= Passage =
..............................
Exclude large MIB table walks from default polling

Large MIB walks are the most common cascade trigger. Walking the entire ifTable, cdpCacheTable, or a large dot1dTpFdbTable on a switch with 50,000 MAC entries can stall a worker for seconds and spike device CPU. Move these walks to targeted polling at a slower cadence, or restrict them to scheduled discovery intervals rather than every poll cycle. The default polling cycle should collect lightweight OIDs (sysUpTime, ifOperStatus, counters). Discovery-heavy walks belong on a separate schedule.

Isolate or replace the slow device

If one device consistently dominates the per-device latency histogram, investigate the root cause. It may have an overloaded SNMP agent, a control-plane CPU already saturated by other duties (BGP reconvergence, STP recalculation), or an ACL that is rate-limiting SNMP. In some cases, the device may need to be polled at a slower cadence or via a different transport. Some SD-WAN overlays do not expose SNMP at all; absence of response is design, not failure.

Address DNS resolution failures

DNS resolution failures can silently inflate polling times by adding per-device resolution overhead. If per-device timing shows DNS as the bottleneck, ensure the collector uses a local caching resolver, or switch to IP-based polling for devices that do not require DNS.

Prevention

Monitor the poller itself. The poller’s own health is the most under-monitored signal in network monitoring. When the poller falls behind, all downstream signals become unreliable. Track poll cycle duration, timeout rate, worker queue depth, and collector CPU as first-class metrics with their own alerting thresholds.

Set capacity headroom thresholds. Comfortable headroom is poll cycle duration below 70% of the configured interval, per-device SNMP latency p99 below 1s, and control-plane CPU below 50% during poll windows. Workers should be below 50% utilization with queue depth below 25% of maximum. When any of these thresholds are crossed, add capacity or reduce polling scope before the cascade begins. The degradation curve is gradual then cliff: latency rises slowly as the device SNMP agent saturates, then the scheduler cannot complete a cycle within the interval, then data goes stale.

Separate poll tiers. Not all devices need the same polling cadence. Put critical-path devices on a fast cycle, edge devices on a slower cycle, and discovery-heavy walks (FDB, CDP/LLDP) on a separate, infrequent schedule. This prevents one slow walk from blocking the entire poll cycle for all devices.
..............................
= Explore the material =
1. According to the SNMP polling passage, what should the default polling cycle collect?
2. Decide whether each statement agrees with the SNMP polling passage, and support each yes or no with the deciding words quoted from it.
(a) Comfortable headroom means poll cycle duration stays below 70% of the configured interval.
(b) When some SD-WAN overlays give no SNMP response, that signals a failure.
(c) Discovery-heavy walks should run on every poll cycle.
3. Pick up the SNMP polling passage after its last sentence and continue it.

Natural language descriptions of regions
..............................
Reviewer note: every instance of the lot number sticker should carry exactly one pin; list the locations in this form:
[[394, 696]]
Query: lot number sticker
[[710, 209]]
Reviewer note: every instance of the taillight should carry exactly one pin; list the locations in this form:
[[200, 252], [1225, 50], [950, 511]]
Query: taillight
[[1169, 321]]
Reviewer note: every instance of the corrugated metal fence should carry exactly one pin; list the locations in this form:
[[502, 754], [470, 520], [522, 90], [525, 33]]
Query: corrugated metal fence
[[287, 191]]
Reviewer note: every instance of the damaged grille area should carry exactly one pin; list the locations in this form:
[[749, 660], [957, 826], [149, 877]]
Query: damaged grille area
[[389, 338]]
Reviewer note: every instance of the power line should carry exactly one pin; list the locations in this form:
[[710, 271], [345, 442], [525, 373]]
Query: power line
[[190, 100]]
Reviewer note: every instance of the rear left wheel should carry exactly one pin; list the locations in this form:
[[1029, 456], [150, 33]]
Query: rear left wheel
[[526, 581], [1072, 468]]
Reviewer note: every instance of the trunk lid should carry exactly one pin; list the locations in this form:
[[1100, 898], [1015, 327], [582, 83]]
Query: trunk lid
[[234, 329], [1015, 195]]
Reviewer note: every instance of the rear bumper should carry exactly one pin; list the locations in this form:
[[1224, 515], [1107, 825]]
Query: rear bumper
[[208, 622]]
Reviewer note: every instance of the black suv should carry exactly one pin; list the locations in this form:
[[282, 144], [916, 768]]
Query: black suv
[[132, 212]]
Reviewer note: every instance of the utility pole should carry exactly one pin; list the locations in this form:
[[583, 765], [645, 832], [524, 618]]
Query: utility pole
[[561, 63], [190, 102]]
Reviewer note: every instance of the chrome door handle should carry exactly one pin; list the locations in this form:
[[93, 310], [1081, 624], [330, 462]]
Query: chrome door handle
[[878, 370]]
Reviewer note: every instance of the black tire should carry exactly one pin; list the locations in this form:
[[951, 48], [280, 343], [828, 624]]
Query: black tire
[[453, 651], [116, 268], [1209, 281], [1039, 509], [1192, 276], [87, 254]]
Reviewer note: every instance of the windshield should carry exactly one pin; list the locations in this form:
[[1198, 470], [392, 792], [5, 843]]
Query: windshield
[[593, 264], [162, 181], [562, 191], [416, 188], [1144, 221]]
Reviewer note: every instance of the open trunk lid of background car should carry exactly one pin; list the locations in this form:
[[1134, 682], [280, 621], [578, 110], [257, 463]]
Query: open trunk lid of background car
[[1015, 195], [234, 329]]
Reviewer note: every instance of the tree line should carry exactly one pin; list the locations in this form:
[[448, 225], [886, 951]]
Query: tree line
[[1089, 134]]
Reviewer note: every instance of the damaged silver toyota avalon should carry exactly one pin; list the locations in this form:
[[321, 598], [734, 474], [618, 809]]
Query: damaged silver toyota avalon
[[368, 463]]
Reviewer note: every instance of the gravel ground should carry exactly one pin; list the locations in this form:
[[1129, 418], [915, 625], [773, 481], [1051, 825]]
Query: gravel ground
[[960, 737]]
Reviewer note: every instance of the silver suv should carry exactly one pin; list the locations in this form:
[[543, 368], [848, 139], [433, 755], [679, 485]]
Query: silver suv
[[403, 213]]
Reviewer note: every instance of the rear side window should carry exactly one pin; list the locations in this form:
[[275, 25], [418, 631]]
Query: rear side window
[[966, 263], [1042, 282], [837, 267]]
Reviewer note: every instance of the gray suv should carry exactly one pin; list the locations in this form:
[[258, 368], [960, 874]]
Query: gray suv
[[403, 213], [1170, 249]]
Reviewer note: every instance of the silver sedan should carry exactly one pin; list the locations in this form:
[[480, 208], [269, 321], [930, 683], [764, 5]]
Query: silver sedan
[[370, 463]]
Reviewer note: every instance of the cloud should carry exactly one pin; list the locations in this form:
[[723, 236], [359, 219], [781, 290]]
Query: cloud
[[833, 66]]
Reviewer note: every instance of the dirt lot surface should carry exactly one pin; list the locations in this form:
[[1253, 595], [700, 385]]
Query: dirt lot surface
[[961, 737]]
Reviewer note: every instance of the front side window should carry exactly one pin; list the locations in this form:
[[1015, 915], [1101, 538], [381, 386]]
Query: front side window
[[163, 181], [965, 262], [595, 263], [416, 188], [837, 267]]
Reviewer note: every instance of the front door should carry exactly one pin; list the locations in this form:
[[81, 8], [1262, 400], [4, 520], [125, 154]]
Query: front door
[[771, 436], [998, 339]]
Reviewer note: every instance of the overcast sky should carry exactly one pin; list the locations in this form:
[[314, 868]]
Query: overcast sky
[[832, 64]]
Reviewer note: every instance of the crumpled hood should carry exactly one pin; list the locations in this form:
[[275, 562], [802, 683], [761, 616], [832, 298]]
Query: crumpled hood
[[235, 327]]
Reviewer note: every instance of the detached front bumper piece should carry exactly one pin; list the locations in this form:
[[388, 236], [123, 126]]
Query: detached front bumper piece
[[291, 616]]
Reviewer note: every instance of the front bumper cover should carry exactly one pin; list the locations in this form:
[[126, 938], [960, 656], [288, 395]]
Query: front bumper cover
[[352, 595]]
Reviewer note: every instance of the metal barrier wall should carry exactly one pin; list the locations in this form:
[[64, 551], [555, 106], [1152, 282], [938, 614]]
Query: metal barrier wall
..............................
= Outputs in order =
1. Lightweight OIDs: sysUpTime, ifOperStatus, and counters.

2.
(a) Yes: "Comfortable headroom is poll cycle duration below 70% of the configured interval"
(b) No: "absence of response is design, not failure."
(c) No: "Discovery-heavy walks belong on a separate schedule."

3.
Watch for vendor-specific polling halts. Some NMS platforms stop polling a host entirely after repeated SNMP failures. Zabbix logs “temporarily disabling SNMP agent checks on host” and requires a server restart or interface re-detection to resume polling. Aggressive retry settings combined with this behavior can permanently disable monitoring for devices that are merely slow, not down. Zabbix 7.0 increased the asynchronous SNMP poller retry count to reduce silent polling failures on intermittently reachable devices.

Correlate SNMP failure with ICMP before paging. A simple rule: SNMP down plus ICMP up equals an agent or collector problem, not a device outage. Demote these to investigation tickets unless corroborating signals (syslog silence, coldStart trap, BGP session drop) confirm a real outage.

How Netdata helps

  • Collector CPU and per-core utilization surface the collector-side bottleneck. Netdata’s per-core CPU breakdown catches RSS misconfiguration (one core pinned at 100%, others idle) that aggregate averages hide.
  • SNMP latency and timeout metrics provide the per-device histogram needed to identify the slow device triggering the cascade.
  • ICMP reachability correlates alongside SNMP state. When Netdata shows ICMP succeeding while SNMP times out, the diagnosis shifts from “device down” to “collector or agent problem.”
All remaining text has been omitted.